**Given exercise:** How many lines in the records below contain the string "brick"? Reply with the number only.

Excerpts from a point labeling dataset
+---+
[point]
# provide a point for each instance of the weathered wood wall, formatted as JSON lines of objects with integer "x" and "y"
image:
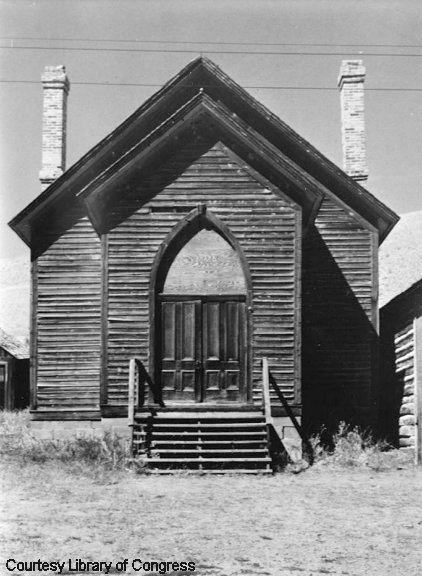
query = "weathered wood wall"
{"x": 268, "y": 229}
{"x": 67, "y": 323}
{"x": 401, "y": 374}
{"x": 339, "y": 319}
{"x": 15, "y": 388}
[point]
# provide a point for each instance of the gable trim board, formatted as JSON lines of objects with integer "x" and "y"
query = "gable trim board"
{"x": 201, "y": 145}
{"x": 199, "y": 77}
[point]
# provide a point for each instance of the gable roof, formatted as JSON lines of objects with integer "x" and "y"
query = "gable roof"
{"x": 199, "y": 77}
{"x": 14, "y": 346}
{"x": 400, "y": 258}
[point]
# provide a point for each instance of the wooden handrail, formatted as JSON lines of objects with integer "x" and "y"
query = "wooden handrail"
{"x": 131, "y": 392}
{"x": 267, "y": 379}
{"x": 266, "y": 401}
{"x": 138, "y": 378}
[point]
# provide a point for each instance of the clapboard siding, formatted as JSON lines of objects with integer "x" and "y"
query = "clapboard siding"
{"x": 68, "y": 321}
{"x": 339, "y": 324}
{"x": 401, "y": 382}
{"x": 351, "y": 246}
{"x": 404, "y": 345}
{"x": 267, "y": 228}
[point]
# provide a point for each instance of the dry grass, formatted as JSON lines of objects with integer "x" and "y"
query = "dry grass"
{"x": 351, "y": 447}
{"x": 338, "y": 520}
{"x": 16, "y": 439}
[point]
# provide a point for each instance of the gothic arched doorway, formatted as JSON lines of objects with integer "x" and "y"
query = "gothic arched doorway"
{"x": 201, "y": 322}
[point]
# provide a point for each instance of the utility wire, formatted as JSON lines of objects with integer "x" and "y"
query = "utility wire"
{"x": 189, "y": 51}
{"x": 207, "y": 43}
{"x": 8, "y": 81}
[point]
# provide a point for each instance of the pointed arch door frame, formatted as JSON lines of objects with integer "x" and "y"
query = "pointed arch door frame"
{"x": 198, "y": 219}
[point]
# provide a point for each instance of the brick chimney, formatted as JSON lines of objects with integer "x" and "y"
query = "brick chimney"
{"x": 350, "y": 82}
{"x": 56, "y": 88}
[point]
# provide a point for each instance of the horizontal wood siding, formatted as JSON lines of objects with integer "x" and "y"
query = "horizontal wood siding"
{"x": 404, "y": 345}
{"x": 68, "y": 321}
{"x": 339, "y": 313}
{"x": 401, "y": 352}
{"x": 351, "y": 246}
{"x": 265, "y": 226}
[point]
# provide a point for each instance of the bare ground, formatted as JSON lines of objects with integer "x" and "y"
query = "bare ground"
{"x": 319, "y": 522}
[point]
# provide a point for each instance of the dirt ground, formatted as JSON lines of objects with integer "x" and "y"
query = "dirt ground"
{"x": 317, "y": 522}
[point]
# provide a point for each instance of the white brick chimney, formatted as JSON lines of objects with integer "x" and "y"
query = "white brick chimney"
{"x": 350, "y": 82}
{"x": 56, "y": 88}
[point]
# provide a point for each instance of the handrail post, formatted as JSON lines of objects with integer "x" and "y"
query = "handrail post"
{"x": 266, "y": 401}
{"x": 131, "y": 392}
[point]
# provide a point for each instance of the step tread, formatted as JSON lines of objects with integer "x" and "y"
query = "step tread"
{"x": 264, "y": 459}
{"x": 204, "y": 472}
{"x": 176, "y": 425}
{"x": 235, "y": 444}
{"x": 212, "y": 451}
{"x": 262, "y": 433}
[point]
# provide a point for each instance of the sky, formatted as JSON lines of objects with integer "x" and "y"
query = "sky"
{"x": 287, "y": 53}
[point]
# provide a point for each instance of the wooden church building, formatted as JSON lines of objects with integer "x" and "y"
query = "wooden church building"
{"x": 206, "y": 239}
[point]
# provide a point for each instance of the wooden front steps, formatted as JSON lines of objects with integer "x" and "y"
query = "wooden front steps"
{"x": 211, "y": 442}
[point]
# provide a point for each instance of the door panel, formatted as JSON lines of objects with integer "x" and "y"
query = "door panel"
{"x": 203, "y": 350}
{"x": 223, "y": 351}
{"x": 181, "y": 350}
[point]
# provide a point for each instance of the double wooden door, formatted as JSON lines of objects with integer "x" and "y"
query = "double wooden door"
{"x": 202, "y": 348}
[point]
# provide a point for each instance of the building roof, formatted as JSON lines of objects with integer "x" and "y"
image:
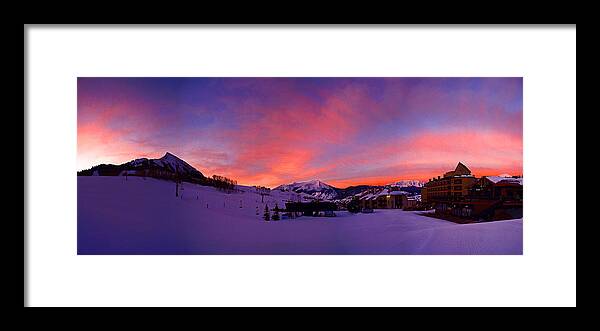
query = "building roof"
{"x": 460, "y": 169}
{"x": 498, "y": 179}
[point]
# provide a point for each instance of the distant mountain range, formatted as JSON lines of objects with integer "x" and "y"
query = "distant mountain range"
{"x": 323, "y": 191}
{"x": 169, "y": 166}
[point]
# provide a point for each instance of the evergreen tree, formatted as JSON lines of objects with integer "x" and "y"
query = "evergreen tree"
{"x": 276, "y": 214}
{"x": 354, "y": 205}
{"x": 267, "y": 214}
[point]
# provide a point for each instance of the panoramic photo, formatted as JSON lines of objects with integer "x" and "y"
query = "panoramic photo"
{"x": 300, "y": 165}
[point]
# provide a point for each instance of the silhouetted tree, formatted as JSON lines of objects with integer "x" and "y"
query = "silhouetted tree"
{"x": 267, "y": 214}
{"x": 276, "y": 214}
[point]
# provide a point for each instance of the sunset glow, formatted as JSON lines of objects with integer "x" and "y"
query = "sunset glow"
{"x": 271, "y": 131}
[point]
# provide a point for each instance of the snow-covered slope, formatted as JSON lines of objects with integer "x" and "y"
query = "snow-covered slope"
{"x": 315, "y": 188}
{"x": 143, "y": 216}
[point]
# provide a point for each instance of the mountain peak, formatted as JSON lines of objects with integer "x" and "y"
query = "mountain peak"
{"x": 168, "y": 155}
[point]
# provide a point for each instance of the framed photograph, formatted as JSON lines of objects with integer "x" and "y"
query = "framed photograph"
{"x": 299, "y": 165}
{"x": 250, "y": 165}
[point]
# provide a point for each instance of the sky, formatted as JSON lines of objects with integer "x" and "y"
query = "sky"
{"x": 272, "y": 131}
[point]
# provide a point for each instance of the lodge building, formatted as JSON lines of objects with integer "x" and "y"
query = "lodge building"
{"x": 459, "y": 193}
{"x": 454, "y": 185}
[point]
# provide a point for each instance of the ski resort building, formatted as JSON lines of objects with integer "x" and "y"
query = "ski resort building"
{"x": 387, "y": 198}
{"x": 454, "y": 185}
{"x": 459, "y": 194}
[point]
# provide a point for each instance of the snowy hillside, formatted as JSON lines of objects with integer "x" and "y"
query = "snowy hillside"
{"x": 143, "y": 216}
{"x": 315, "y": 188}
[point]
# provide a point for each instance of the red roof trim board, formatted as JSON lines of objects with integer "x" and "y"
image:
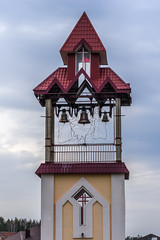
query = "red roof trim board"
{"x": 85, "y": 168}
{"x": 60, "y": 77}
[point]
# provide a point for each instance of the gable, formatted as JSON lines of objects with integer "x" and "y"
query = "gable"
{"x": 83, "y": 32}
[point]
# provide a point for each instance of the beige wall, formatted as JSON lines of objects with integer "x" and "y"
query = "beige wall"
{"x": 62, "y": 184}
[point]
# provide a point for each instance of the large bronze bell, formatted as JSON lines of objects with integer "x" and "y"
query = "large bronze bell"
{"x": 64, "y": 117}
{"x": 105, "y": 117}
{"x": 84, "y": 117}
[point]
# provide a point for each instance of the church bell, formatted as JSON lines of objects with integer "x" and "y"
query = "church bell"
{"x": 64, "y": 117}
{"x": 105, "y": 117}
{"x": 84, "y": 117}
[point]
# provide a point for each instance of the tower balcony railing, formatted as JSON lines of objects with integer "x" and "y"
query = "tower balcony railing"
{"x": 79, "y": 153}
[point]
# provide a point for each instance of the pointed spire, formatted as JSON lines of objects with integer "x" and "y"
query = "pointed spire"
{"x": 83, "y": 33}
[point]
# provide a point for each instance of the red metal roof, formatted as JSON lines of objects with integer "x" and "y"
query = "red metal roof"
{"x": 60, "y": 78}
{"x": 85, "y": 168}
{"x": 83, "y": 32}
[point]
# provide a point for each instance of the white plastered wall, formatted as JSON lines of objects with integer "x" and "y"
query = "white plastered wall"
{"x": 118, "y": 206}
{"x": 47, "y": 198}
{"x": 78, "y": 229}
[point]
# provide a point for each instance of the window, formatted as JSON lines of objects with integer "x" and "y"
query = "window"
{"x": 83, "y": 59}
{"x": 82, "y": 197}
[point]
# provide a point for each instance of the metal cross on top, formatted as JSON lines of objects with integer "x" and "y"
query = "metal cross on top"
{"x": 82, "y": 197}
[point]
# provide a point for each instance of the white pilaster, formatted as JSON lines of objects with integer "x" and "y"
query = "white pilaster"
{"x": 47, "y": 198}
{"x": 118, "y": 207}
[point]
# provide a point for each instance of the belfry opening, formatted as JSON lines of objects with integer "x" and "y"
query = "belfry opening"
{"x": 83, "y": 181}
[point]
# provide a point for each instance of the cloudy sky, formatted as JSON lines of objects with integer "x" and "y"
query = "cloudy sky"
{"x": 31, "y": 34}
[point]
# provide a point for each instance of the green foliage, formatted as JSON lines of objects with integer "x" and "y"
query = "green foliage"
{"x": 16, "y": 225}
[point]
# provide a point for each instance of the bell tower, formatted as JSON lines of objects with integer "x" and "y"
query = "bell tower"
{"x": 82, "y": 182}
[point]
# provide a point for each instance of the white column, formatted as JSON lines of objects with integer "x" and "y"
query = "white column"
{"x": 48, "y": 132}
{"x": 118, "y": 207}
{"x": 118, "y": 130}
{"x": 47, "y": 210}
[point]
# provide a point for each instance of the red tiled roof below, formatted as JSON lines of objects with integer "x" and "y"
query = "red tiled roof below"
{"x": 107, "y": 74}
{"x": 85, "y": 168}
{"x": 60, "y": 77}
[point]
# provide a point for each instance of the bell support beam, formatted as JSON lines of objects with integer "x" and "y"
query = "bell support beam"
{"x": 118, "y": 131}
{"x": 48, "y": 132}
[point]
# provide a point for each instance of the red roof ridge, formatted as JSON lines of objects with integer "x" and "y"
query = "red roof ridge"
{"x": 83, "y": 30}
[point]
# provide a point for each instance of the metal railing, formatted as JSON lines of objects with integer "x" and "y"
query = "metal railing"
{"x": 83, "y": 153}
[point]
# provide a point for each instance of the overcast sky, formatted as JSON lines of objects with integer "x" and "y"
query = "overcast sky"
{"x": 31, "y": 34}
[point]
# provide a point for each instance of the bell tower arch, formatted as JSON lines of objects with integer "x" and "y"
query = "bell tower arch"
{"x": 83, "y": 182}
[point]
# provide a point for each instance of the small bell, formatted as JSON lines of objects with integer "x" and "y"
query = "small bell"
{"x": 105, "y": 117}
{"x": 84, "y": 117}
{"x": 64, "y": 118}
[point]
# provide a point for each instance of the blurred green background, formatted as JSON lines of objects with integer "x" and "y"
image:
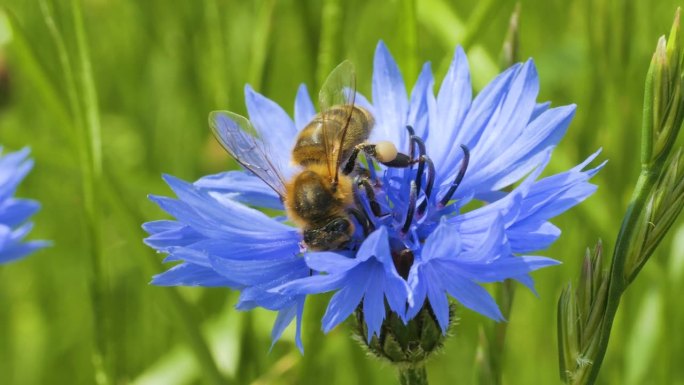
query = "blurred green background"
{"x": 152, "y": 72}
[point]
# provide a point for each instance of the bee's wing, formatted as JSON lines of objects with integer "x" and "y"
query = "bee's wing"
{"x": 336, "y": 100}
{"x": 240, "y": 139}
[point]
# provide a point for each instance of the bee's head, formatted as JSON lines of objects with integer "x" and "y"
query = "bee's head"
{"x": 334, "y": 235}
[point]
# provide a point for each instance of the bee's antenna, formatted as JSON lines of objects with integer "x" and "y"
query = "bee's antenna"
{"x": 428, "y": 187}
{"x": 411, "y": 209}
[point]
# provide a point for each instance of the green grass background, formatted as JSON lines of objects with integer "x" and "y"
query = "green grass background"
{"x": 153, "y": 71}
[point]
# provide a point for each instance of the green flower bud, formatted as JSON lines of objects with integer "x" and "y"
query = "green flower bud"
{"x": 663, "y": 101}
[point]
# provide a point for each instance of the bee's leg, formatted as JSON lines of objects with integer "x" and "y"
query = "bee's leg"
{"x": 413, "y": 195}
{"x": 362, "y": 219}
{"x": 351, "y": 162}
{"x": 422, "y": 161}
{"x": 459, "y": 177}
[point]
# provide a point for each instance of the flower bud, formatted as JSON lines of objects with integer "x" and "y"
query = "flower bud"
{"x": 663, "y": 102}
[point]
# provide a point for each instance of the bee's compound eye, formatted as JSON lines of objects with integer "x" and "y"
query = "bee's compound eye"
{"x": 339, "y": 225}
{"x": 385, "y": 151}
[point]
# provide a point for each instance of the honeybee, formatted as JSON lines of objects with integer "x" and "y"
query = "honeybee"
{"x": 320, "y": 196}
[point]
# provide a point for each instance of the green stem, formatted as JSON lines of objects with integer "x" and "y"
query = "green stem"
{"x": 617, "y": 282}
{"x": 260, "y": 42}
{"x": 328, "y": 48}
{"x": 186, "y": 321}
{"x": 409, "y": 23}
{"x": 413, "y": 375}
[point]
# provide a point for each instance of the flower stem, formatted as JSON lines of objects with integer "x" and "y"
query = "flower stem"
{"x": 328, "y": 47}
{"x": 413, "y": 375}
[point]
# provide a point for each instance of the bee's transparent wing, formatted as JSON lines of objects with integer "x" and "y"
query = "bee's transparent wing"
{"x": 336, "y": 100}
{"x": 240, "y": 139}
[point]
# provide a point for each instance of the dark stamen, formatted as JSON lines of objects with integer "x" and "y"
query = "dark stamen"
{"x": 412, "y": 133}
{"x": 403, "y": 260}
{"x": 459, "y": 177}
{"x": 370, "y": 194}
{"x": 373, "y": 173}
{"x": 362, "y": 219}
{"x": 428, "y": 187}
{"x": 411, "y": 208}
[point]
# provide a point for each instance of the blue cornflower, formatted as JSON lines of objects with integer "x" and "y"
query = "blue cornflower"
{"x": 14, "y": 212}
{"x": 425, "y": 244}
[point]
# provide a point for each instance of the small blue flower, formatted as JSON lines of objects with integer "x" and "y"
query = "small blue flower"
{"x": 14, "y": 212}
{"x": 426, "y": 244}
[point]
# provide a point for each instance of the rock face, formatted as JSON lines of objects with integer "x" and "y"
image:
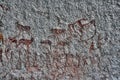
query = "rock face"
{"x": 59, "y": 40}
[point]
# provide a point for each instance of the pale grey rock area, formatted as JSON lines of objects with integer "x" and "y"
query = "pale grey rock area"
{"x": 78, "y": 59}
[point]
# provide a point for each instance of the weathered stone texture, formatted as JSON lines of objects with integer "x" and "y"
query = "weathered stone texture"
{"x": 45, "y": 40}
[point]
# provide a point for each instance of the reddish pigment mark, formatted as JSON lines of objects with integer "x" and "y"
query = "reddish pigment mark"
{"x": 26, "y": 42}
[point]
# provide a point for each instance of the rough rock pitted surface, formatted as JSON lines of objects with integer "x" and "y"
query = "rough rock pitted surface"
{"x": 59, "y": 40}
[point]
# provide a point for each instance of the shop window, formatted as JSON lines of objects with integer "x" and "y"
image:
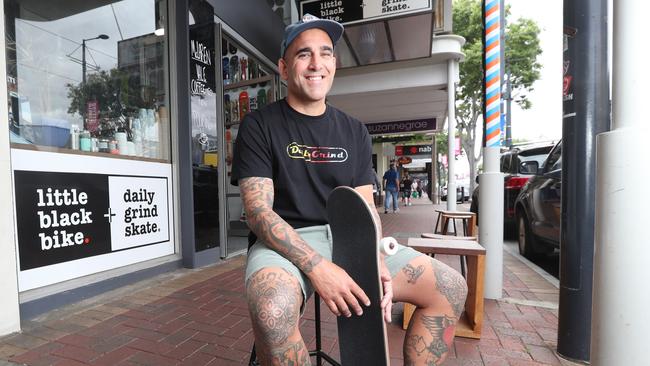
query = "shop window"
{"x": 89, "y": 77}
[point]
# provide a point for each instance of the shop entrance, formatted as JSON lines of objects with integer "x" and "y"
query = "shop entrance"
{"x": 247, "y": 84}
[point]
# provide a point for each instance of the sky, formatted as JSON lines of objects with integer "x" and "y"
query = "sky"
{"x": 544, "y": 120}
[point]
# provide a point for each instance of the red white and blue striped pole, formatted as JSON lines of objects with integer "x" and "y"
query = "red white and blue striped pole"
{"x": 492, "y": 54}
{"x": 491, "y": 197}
+---+
**Expected answer:** 4